→ Task requirements
Gather each line of the listing below that contains the word "wooden".

→ Records for the task

━━━━

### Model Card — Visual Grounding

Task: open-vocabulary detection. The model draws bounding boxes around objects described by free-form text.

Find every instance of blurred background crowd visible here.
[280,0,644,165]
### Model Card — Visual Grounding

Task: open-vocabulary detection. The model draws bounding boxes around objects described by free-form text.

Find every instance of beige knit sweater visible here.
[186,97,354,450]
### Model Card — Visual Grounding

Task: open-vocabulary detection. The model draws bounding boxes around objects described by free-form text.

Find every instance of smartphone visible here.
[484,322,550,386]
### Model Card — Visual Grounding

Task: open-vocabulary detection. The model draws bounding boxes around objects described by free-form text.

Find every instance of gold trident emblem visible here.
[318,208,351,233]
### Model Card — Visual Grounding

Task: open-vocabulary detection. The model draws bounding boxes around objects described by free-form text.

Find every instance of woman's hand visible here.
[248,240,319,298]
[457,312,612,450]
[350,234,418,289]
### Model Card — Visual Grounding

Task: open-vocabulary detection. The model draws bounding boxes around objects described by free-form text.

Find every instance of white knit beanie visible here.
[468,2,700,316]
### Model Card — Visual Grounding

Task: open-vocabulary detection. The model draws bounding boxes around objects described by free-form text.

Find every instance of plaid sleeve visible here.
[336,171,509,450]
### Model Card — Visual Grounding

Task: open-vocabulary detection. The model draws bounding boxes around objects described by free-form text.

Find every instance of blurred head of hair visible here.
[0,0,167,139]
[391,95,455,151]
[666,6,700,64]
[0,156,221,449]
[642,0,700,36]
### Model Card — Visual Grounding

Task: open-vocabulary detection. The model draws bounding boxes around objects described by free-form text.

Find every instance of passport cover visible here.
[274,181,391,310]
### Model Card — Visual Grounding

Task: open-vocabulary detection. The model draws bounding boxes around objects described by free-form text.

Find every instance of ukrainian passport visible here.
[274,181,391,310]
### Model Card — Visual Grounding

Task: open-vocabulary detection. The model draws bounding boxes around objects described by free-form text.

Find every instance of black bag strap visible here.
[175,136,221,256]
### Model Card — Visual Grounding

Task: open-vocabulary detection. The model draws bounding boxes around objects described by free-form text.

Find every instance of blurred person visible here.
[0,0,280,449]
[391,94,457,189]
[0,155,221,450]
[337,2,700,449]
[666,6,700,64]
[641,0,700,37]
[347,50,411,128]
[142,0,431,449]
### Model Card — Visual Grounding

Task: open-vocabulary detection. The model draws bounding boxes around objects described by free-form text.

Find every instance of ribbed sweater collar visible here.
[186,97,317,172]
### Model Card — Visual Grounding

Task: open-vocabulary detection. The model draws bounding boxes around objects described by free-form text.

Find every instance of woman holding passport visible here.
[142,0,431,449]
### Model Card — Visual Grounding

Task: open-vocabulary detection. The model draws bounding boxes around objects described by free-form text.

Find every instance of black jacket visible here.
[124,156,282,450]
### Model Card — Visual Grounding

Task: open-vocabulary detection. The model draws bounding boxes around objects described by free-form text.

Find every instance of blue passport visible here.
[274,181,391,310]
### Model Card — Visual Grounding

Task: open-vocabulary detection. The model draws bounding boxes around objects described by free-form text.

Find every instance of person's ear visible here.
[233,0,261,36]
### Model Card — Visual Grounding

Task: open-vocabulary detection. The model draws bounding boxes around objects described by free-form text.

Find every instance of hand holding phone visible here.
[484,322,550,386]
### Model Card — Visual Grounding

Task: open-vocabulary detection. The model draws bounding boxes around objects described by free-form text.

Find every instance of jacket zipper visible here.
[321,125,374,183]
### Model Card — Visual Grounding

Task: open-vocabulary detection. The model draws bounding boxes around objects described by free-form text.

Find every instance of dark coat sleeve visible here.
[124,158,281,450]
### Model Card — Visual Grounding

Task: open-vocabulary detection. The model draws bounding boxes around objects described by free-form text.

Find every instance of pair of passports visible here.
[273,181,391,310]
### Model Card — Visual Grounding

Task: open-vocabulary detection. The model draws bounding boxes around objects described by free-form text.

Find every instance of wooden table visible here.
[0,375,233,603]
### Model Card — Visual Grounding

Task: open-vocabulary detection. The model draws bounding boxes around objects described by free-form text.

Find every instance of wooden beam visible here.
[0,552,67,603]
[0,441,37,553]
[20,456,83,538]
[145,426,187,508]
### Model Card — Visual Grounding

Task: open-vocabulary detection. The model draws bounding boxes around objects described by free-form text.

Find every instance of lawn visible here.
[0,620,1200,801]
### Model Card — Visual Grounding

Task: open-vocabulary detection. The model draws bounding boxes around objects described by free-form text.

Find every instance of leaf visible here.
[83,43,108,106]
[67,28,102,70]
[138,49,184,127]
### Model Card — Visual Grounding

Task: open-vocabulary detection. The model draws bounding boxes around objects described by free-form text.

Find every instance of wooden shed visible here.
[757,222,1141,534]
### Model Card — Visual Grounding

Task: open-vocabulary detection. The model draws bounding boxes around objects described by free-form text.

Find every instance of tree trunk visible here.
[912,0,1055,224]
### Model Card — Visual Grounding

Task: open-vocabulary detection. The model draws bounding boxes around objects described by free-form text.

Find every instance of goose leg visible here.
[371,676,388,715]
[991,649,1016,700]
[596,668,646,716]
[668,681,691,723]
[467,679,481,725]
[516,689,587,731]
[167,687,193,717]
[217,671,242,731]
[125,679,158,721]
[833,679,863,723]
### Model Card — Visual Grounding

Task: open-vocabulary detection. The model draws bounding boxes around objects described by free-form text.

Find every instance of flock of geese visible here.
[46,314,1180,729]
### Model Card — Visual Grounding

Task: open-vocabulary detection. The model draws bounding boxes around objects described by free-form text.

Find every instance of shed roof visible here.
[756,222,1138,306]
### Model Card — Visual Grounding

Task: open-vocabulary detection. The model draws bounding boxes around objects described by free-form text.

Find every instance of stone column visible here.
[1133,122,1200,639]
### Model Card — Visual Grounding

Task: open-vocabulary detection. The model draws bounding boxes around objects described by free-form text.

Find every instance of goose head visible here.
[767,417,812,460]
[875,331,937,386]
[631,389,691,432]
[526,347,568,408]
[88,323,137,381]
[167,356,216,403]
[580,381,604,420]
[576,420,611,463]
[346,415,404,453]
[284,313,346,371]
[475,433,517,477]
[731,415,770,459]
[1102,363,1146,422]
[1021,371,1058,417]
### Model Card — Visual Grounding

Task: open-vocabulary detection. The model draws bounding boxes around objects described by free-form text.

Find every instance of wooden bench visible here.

━━━━

→ Answer for the task
Find every instance of wooden table visible here.
Find every instance of wooden beam visible here.
Find every instance of wooden shed visible here.
Find every instance of wooden bench visible here.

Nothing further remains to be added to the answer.